Start of RECORD EXCERPTS

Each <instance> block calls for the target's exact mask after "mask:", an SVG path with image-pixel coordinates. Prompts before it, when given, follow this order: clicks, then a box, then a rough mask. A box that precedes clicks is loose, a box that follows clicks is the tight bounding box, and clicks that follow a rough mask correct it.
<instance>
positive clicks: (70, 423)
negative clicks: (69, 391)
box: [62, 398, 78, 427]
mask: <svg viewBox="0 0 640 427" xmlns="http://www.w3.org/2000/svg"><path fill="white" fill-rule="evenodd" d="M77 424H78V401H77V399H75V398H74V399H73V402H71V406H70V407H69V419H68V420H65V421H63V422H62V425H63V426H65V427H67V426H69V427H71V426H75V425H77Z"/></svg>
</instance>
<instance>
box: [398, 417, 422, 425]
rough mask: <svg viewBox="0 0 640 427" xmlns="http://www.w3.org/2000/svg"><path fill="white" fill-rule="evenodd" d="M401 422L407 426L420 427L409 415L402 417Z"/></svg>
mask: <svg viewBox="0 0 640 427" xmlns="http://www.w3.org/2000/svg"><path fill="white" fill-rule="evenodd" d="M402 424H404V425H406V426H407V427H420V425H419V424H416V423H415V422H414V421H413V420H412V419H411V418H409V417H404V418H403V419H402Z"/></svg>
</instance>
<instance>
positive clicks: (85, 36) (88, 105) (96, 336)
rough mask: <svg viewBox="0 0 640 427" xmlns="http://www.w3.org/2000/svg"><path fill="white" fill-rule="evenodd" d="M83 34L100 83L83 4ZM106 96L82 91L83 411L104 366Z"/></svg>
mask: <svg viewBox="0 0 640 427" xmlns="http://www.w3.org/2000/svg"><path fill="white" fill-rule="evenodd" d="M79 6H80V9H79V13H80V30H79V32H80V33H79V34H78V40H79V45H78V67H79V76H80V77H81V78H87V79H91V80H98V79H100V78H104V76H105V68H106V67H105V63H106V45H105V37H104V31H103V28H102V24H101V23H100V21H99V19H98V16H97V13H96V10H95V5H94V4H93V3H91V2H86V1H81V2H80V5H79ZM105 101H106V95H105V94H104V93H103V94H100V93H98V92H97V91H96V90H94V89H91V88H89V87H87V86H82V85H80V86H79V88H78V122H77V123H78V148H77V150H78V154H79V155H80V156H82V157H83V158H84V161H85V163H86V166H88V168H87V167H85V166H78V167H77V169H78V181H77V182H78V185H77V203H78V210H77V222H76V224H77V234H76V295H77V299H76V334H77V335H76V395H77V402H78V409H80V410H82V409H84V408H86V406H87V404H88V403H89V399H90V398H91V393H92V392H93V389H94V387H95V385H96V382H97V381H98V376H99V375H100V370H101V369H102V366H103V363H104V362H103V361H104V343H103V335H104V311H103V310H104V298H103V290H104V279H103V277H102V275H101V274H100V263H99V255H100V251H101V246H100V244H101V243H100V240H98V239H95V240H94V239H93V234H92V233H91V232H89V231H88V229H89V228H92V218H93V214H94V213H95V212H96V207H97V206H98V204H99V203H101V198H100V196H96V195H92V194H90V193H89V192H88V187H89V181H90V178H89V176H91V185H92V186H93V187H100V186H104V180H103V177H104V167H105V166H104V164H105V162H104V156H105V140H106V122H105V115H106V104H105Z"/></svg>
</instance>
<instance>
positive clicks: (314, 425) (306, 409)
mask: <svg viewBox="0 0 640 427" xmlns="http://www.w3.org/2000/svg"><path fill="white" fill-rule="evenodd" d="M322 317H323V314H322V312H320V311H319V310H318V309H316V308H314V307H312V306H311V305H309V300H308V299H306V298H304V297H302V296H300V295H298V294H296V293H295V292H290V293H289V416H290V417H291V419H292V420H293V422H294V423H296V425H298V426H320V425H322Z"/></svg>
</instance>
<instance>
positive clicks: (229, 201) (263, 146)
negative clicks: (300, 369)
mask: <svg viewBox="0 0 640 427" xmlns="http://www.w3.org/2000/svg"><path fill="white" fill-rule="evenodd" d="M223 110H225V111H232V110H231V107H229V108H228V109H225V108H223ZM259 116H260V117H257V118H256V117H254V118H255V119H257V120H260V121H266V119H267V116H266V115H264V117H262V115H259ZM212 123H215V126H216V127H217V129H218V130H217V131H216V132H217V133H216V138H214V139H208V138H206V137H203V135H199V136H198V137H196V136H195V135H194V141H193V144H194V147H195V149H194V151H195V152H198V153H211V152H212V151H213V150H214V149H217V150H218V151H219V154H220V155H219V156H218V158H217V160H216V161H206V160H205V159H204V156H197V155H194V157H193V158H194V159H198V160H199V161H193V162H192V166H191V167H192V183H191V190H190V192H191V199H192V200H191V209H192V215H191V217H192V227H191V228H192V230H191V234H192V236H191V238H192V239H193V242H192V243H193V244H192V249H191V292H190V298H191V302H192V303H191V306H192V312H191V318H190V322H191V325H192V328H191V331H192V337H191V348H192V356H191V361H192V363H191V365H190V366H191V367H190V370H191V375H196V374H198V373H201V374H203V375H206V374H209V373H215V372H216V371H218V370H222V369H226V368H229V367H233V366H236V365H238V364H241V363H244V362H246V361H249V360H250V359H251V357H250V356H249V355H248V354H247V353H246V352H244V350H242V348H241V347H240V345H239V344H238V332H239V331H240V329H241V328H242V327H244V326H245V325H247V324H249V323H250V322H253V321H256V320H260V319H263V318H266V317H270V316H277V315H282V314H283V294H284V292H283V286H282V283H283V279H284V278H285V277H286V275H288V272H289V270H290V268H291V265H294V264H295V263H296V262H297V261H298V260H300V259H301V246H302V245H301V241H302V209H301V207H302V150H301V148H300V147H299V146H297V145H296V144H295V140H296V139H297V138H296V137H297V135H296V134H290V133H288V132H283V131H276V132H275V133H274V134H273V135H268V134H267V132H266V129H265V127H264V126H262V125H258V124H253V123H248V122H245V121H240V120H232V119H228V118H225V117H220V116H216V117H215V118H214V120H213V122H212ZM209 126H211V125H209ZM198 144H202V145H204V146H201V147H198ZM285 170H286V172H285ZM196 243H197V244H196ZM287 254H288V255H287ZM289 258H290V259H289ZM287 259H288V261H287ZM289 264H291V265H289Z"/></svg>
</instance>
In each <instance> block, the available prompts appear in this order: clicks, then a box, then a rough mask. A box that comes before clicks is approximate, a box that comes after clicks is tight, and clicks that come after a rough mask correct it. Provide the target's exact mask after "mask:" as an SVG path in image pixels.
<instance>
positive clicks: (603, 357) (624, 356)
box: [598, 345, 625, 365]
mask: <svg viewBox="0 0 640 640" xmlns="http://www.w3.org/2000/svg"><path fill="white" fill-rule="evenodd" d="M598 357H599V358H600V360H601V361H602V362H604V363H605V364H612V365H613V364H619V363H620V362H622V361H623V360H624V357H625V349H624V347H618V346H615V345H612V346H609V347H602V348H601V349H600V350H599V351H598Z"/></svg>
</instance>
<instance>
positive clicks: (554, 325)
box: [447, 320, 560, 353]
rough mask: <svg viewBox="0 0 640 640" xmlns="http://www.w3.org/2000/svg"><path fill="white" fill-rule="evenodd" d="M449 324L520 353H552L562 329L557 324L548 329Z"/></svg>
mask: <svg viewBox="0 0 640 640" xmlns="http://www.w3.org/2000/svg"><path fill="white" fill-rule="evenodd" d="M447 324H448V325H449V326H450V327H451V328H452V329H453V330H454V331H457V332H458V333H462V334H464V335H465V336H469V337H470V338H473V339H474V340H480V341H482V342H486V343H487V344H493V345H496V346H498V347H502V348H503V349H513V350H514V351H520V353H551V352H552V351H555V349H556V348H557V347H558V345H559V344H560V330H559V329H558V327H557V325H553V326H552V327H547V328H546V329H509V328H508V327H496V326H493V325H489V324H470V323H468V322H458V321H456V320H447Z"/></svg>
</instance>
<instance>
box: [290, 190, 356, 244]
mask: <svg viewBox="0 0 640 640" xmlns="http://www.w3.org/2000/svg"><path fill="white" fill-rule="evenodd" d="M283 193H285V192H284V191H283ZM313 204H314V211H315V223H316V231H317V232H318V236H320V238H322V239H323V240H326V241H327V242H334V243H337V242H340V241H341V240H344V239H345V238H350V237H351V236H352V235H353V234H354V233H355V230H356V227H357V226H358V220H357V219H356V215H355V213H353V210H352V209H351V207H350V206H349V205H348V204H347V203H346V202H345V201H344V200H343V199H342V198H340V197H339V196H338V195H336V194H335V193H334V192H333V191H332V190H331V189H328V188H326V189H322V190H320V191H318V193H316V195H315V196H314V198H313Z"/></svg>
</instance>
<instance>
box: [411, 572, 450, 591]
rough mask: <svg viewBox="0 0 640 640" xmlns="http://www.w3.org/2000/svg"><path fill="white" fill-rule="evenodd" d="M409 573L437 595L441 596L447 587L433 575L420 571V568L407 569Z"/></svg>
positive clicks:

End of RECORD EXCERPTS

* **WHAT THE EXERCISE ASKS**: Show every line of the data above that contains the word "correct". Case counts.

* **SOLUTION TO THE EXERCISE**:
Each <instance> block calls for the target's exact mask after "mask:", an SVG path with image-pixel coordinates. Prompts before it, when given, follow this order: clicks, then a box, then a rough mask. A box that precedes clicks is loose, a box that follows clicks is the tight bounding box, and clicks that follow a rough mask correct it.
In each <instance> block, the available prompts appear in this order: clicks, then a box, then a rough mask. A box that comes before clicks is approximate, a box that comes after clicks is tight, and clicks that come after a rough mask correct it. Provide the target's exact mask after "mask:" as an SVG path in image pixels.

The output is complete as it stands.